University of Oxford scientists have discovered a method to improve a person’s math abilities without affecting other cognitive functions. How? By applying a barely perceptible electric current to the brain.
Published online recently in journal Current Biology, the findings describe using a “non-invasive method” known as transcranial direct current stimulation (TDCS). The scientists pass a mild electric current (barely enough to light a lightbulb) through the skull into the brain’s parietal lobe, where numbers are processed. The effect lasts about six months.
“I am certainly not advising people to go around giving themselves electric shocks,” says Roi Cohen Kadosh, a scientist at the University of Oxford involved in the research. “Electrical stimulation will most likely not turn you into Albert Einstein, but if we’re successful, it might be able to help some people to cope better with maths.”
The research could help treat the nearly 20% of the population with moderate to severe dyscalculia (math disability), and could probably help students in other subjects as well.
In the research, patients were asked to learn new symbols to represent numbers, then, while they were on TDCS, they were asked to organise the numbers. Participants whose brains were being stimulated demonstrated an improved ability to perform the task. Interestingly, when tested again six months later, they performed just as well.
Oxford scientists say the next trials will involve patients who have lower-than-average math skills. Past research using TDCS has shown that in healthy volunteers the technique can improve a subject’s ability to generate a list of words. Past and ongoing studies have also explored its potential to treat depression, modify pain perception, and improve working memory.
☆ ☆ ☆ ☆ ☆
» **WORK TO BE COMPLETED**:
Reproduce the part of the article on electrical brain stimulation and math skills starting with "University of Oxford scientists" and going on through "about six months.".
☆ ☆ ☆ ☆ ☆
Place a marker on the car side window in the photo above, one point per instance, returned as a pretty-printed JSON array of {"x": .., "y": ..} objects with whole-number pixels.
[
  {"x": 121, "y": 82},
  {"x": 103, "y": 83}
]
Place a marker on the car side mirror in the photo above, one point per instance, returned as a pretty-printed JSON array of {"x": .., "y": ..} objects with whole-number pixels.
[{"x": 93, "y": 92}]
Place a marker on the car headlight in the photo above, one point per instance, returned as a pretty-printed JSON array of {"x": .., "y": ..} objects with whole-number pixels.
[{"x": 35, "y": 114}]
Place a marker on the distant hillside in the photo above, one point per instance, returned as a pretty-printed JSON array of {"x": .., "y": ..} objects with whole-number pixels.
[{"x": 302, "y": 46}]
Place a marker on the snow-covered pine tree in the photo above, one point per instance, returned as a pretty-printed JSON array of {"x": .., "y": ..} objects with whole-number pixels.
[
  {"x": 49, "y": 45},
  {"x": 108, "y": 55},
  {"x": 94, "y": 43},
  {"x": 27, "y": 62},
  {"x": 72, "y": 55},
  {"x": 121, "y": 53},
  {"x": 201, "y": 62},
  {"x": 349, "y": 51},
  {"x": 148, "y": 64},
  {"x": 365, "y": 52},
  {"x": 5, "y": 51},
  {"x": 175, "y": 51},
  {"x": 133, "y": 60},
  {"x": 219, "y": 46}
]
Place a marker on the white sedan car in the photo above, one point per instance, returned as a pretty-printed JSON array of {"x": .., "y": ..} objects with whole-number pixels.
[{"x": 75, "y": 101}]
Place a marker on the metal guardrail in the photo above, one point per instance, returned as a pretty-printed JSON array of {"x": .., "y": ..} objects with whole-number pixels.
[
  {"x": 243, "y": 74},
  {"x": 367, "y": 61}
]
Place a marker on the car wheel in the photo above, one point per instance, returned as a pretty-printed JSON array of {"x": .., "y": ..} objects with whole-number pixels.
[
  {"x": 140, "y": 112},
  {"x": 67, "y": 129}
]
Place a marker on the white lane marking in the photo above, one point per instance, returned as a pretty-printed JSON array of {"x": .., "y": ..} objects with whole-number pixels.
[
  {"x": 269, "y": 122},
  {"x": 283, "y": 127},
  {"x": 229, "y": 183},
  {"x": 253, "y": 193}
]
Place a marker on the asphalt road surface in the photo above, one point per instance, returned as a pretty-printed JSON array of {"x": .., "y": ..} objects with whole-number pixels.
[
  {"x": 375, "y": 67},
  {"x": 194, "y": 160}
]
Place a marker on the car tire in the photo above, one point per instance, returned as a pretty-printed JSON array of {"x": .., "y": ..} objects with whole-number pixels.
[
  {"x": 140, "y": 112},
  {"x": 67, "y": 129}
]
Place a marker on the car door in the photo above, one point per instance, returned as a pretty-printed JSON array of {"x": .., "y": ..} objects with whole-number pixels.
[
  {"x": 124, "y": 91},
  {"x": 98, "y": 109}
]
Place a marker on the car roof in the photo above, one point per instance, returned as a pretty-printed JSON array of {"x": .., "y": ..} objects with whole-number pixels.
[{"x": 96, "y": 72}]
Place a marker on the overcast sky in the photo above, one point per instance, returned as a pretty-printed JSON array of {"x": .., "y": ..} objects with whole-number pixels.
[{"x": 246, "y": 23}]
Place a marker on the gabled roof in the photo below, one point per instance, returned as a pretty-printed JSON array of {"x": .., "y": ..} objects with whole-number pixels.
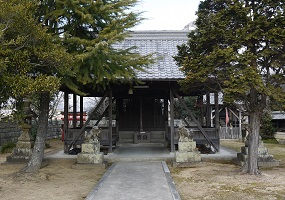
[{"x": 164, "y": 45}]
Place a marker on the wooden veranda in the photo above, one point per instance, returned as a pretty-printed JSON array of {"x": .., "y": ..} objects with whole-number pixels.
[{"x": 144, "y": 113}]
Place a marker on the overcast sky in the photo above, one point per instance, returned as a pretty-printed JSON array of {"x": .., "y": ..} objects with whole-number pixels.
[{"x": 166, "y": 14}]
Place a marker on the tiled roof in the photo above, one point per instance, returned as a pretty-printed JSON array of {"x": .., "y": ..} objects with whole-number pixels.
[{"x": 164, "y": 45}]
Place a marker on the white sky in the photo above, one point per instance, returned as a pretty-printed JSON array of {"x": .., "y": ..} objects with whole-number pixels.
[{"x": 166, "y": 14}]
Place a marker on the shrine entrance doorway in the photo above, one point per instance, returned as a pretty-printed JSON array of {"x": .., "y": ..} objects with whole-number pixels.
[{"x": 142, "y": 119}]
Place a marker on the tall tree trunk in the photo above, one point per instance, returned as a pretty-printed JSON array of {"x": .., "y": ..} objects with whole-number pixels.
[
  {"x": 257, "y": 104},
  {"x": 253, "y": 143},
  {"x": 38, "y": 151}
]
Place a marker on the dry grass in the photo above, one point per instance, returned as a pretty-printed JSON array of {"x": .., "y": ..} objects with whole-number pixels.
[{"x": 224, "y": 180}]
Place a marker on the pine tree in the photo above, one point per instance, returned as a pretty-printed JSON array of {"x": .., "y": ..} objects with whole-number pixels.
[
  {"x": 31, "y": 63},
  {"x": 88, "y": 29},
  {"x": 238, "y": 48}
]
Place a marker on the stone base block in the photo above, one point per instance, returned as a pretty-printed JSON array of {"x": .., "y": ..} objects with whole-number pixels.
[
  {"x": 265, "y": 164},
  {"x": 17, "y": 159},
  {"x": 19, "y": 155},
  {"x": 186, "y": 164},
  {"x": 184, "y": 157},
  {"x": 186, "y": 146},
  {"x": 90, "y": 148},
  {"x": 90, "y": 158},
  {"x": 23, "y": 145}
]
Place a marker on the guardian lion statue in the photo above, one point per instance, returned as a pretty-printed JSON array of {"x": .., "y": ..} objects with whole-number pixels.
[
  {"x": 93, "y": 136},
  {"x": 184, "y": 134}
]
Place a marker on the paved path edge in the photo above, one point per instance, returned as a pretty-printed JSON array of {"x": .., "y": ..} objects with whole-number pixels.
[
  {"x": 92, "y": 194},
  {"x": 171, "y": 184}
]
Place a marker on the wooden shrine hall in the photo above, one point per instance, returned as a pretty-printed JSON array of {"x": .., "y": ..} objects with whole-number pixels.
[{"x": 144, "y": 113}]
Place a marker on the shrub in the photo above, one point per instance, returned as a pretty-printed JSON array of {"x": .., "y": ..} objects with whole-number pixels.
[
  {"x": 8, "y": 147},
  {"x": 267, "y": 129}
]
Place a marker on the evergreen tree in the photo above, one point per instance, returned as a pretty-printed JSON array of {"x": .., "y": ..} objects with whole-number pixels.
[
  {"x": 238, "y": 48},
  {"x": 30, "y": 63},
  {"x": 88, "y": 29}
]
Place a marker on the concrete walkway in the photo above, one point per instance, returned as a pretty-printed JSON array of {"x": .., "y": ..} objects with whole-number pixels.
[{"x": 135, "y": 180}]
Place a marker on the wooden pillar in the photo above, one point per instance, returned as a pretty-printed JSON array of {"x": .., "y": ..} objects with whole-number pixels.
[
  {"x": 239, "y": 125},
  {"x": 217, "y": 114},
  {"x": 65, "y": 122},
  {"x": 110, "y": 122},
  {"x": 118, "y": 104},
  {"x": 74, "y": 120},
  {"x": 208, "y": 110},
  {"x": 141, "y": 124},
  {"x": 166, "y": 114},
  {"x": 81, "y": 111},
  {"x": 172, "y": 121},
  {"x": 201, "y": 108}
]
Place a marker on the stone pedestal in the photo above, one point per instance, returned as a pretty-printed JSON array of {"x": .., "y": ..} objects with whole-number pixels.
[
  {"x": 23, "y": 151},
  {"x": 187, "y": 154},
  {"x": 264, "y": 158},
  {"x": 90, "y": 154}
]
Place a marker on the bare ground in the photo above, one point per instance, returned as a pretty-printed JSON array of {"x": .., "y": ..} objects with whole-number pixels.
[
  {"x": 223, "y": 180},
  {"x": 211, "y": 179}
]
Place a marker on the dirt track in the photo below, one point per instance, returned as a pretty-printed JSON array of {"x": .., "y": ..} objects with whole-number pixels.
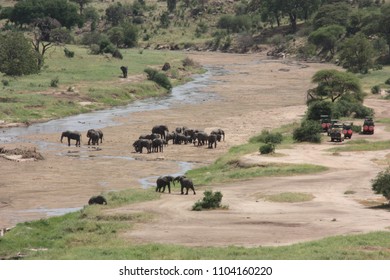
[{"x": 256, "y": 94}]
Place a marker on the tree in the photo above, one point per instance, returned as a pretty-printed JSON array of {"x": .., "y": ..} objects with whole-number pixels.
[
  {"x": 381, "y": 183},
  {"x": 47, "y": 32},
  {"x": 28, "y": 11},
  {"x": 333, "y": 84},
  {"x": 17, "y": 56},
  {"x": 326, "y": 37},
  {"x": 171, "y": 5},
  {"x": 357, "y": 54},
  {"x": 329, "y": 14},
  {"x": 82, "y": 4}
]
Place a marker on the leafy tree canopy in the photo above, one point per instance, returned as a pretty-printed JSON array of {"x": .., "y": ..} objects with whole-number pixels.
[
  {"x": 17, "y": 56},
  {"x": 333, "y": 84},
  {"x": 26, "y": 12}
]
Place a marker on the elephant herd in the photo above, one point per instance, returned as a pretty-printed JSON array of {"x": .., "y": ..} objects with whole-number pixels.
[
  {"x": 165, "y": 181},
  {"x": 155, "y": 142},
  {"x": 94, "y": 136},
  {"x": 160, "y": 137}
]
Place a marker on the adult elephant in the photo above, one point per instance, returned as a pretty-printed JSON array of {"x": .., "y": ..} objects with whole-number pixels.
[
  {"x": 158, "y": 145},
  {"x": 143, "y": 143},
  {"x": 97, "y": 200},
  {"x": 93, "y": 136},
  {"x": 160, "y": 129},
  {"x": 164, "y": 181},
  {"x": 185, "y": 183},
  {"x": 201, "y": 137},
  {"x": 74, "y": 135},
  {"x": 212, "y": 141},
  {"x": 220, "y": 134}
]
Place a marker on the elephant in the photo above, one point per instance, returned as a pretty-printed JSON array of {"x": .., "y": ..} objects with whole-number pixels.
[
  {"x": 212, "y": 140},
  {"x": 164, "y": 181},
  {"x": 149, "y": 136},
  {"x": 201, "y": 137},
  {"x": 181, "y": 138},
  {"x": 220, "y": 134},
  {"x": 185, "y": 183},
  {"x": 124, "y": 71},
  {"x": 97, "y": 200},
  {"x": 158, "y": 145},
  {"x": 143, "y": 143},
  {"x": 160, "y": 129},
  {"x": 94, "y": 136},
  {"x": 75, "y": 135}
]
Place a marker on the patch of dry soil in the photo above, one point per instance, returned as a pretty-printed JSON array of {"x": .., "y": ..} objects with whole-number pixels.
[{"x": 257, "y": 93}]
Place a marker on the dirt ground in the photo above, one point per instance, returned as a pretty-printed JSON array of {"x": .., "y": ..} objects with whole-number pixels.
[{"x": 257, "y": 93}]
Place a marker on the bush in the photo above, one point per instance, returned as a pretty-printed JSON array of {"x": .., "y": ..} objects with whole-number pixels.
[
  {"x": 375, "y": 89},
  {"x": 381, "y": 183},
  {"x": 210, "y": 201},
  {"x": 54, "y": 82},
  {"x": 159, "y": 78},
  {"x": 310, "y": 131},
  {"x": 68, "y": 53},
  {"x": 318, "y": 108},
  {"x": 268, "y": 137},
  {"x": 267, "y": 149}
]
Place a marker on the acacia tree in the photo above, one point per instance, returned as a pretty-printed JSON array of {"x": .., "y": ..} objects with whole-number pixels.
[
  {"x": 17, "y": 56},
  {"x": 333, "y": 84},
  {"x": 82, "y": 4},
  {"x": 357, "y": 54}
]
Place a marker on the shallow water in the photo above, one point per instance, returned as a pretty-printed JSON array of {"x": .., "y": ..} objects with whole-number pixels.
[{"x": 190, "y": 93}]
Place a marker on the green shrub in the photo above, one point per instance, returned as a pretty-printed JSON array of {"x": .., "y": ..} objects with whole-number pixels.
[
  {"x": 268, "y": 137},
  {"x": 54, "y": 82},
  {"x": 309, "y": 131},
  {"x": 381, "y": 183},
  {"x": 267, "y": 148},
  {"x": 211, "y": 200},
  {"x": 68, "y": 53},
  {"x": 375, "y": 89},
  {"x": 158, "y": 77}
]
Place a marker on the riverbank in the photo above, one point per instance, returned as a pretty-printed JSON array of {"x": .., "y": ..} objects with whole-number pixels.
[{"x": 254, "y": 93}]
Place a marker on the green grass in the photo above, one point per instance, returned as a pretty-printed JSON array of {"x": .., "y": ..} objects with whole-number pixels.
[
  {"x": 228, "y": 167},
  {"x": 93, "y": 78}
]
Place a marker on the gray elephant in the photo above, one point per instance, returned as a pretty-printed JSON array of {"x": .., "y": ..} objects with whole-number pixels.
[
  {"x": 185, "y": 183},
  {"x": 94, "y": 136},
  {"x": 160, "y": 129},
  {"x": 212, "y": 141},
  {"x": 74, "y": 135},
  {"x": 158, "y": 145},
  {"x": 164, "y": 181},
  {"x": 220, "y": 134},
  {"x": 143, "y": 143},
  {"x": 200, "y": 138},
  {"x": 97, "y": 200}
]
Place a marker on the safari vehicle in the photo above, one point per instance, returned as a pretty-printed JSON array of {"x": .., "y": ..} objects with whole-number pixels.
[
  {"x": 336, "y": 133},
  {"x": 325, "y": 122},
  {"x": 332, "y": 123},
  {"x": 368, "y": 126},
  {"x": 347, "y": 130}
]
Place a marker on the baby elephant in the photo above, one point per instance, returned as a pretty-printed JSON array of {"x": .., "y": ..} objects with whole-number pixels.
[{"x": 97, "y": 200}]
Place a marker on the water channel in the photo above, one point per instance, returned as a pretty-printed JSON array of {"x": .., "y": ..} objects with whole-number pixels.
[{"x": 192, "y": 92}]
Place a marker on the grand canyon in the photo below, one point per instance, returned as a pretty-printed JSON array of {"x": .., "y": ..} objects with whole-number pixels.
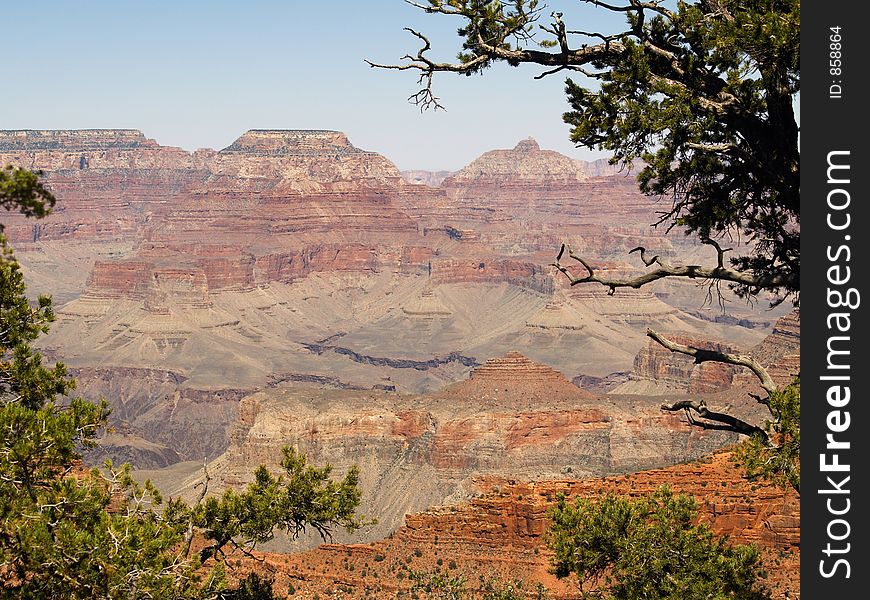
[{"x": 294, "y": 289}]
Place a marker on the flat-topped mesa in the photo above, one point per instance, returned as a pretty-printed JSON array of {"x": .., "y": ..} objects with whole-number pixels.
[
  {"x": 514, "y": 365},
  {"x": 301, "y": 142},
  {"x": 525, "y": 162},
  {"x": 72, "y": 140}
]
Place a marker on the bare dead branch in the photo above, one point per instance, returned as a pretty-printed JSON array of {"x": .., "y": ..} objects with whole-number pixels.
[
  {"x": 714, "y": 420},
  {"x": 701, "y": 355},
  {"x": 719, "y": 272}
]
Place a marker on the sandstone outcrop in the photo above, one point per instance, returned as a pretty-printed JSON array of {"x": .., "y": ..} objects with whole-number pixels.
[
  {"x": 230, "y": 267},
  {"x": 498, "y": 534},
  {"x": 513, "y": 417}
]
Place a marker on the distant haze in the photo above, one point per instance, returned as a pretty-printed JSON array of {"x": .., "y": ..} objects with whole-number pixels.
[{"x": 195, "y": 74}]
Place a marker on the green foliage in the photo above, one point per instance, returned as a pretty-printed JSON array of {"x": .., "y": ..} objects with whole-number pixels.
[
  {"x": 70, "y": 533},
  {"x": 700, "y": 93},
  {"x": 301, "y": 496},
  {"x": 649, "y": 548},
  {"x": 711, "y": 118},
  {"x": 777, "y": 460},
  {"x": 438, "y": 586},
  {"x": 21, "y": 190}
]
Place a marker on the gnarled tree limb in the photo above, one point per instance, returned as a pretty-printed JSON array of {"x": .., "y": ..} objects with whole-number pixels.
[
  {"x": 701, "y": 355},
  {"x": 665, "y": 269},
  {"x": 715, "y": 420}
]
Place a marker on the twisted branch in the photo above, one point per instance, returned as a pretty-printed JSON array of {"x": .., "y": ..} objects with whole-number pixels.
[{"x": 720, "y": 272}]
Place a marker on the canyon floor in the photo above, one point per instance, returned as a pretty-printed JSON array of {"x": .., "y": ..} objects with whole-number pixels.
[{"x": 294, "y": 289}]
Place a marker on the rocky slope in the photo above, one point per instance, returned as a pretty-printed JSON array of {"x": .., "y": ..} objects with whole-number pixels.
[
  {"x": 498, "y": 534},
  {"x": 230, "y": 268},
  {"x": 513, "y": 417}
]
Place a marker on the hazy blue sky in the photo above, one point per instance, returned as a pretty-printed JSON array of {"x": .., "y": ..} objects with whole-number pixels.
[{"x": 199, "y": 73}]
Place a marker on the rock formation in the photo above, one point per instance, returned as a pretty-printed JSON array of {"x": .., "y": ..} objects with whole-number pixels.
[
  {"x": 513, "y": 417},
  {"x": 231, "y": 267},
  {"x": 498, "y": 534}
]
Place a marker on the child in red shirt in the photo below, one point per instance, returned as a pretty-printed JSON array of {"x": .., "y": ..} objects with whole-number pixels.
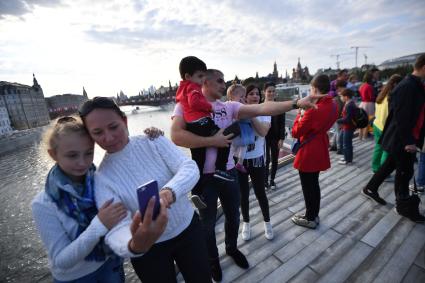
[{"x": 197, "y": 112}]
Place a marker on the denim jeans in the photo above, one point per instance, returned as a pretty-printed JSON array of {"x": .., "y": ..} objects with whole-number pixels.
[
  {"x": 187, "y": 249},
  {"x": 420, "y": 178},
  {"x": 111, "y": 271},
  {"x": 403, "y": 163},
  {"x": 228, "y": 193},
  {"x": 347, "y": 141}
]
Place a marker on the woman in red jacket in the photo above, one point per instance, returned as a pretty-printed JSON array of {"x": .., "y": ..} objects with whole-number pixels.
[
  {"x": 368, "y": 96},
  {"x": 311, "y": 129}
]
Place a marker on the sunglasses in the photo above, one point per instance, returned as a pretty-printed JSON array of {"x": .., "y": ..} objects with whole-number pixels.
[
  {"x": 65, "y": 119},
  {"x": 97, "y": 102}
]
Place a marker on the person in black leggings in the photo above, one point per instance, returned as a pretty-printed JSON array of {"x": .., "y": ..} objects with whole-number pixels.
[
  {"x": 274, "y": 137},
  {"x": 254, "y": 164}
]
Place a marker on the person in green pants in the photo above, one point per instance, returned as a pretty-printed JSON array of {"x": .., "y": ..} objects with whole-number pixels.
[{"x": 381, "y": 114}]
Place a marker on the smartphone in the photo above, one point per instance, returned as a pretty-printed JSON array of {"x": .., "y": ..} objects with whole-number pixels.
[
  {"x": 234, "y": 129},
  {"x": 144, "y": 193}
]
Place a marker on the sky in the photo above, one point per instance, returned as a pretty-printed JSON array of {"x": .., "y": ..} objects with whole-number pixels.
☆ ☆ ☆ ☆ ☆
» **EXERCISE ANSWER**:
University of Oxford scientists have discovered a method to improve a person’s math abilities without affecting other cognitive functions. How? By applying a barely perceptible electric current to the brain.
Published online recently in journal Current Biology, the findings describe using a “non-invasive method” known as transcranial direct current stimulation (TDCS). The scientists pass a mild electric current (barely enough to light a lightbulb) through the skull into the brain’s parietal lobe, where numbers are processed. The effect lasts about six months.